- STATED GOAL
Rewrite all of the material below, substituting "Target" for every occurrence of "Query" and keeping everything else unchanged, and omit the pictures from your answer.

#### ENTRIES SUPPLIED ####

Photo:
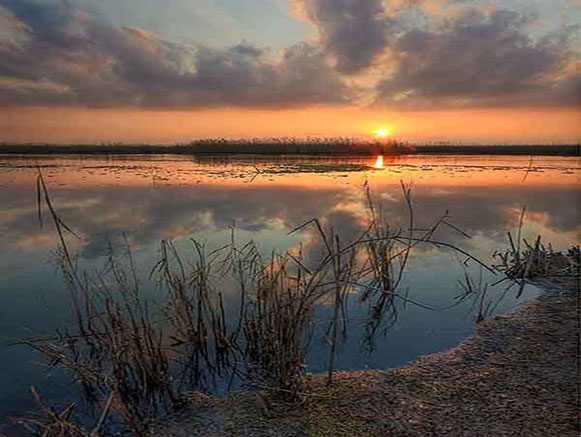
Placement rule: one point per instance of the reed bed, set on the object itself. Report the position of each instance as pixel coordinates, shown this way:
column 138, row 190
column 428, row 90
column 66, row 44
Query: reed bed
column 300, row 146
column 141, row 357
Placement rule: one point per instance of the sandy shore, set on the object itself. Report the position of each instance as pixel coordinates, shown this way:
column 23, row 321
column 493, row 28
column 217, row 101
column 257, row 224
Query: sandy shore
column 517, row 376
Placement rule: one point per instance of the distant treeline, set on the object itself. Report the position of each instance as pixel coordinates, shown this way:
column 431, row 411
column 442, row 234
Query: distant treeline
column 291, row 146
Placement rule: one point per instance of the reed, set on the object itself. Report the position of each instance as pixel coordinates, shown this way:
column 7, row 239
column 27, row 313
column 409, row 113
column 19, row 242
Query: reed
column 144, row 355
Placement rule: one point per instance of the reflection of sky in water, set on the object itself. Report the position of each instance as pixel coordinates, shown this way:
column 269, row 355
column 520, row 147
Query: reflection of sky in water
column 178, row 197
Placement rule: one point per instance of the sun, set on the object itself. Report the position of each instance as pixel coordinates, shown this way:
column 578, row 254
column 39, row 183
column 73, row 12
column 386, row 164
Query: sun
column 382, row 132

####

- EXPECTED ANSWER
Photo:
Placement rule: one point per instance of the reed bed, set on the object itself. Report the position of each instance as pixel coordinates, shown this way:
column 138, row 190
column 428, row 90
column 66, row 44
Target: reed bed
column 300, row 146
column 141, row 357
Placement rule: one point per instance of the sandy shore, set on the object itself. Report the position of each instance as pixel coordinates, shown this way:
column 23, row 321
column 493, row 28
column 217, row 101
column 257, row 224
Target: sandy shore
column 517, row 376
Placement rule: one point per instance of the distant treeline, set on the object itself. Report the position of each instance as pixel coordinates, shown this way:
column 431, row 411
column 442, row 234
Target: distant treeline
column 291, row 146
Placement rule: one point per instance of the reed, set on the object itself. Report the position of each instance as pixel coordinates, shown this way:
column 7, row 239
column 27, row 313
column 409, row 113
column 19, row 242
Target: reed
column 144, row 355
Placement rule: one point per instance of the reflection of sky in water, set on the object itself. Report the position of each instance as pixel coordinates, shown this way:
column 269, row 355
column 520, row 147
Target: reflection of sky in water
column 178, row 197
Placement rule: one point per instance of the sun, set on the object itself. Report the position of each instance as pixel coordinates, shown this way:
column 578, row 254
column 39, row 183
column 73, row 12
column 386, row 164
Target: sun
column 382, row 132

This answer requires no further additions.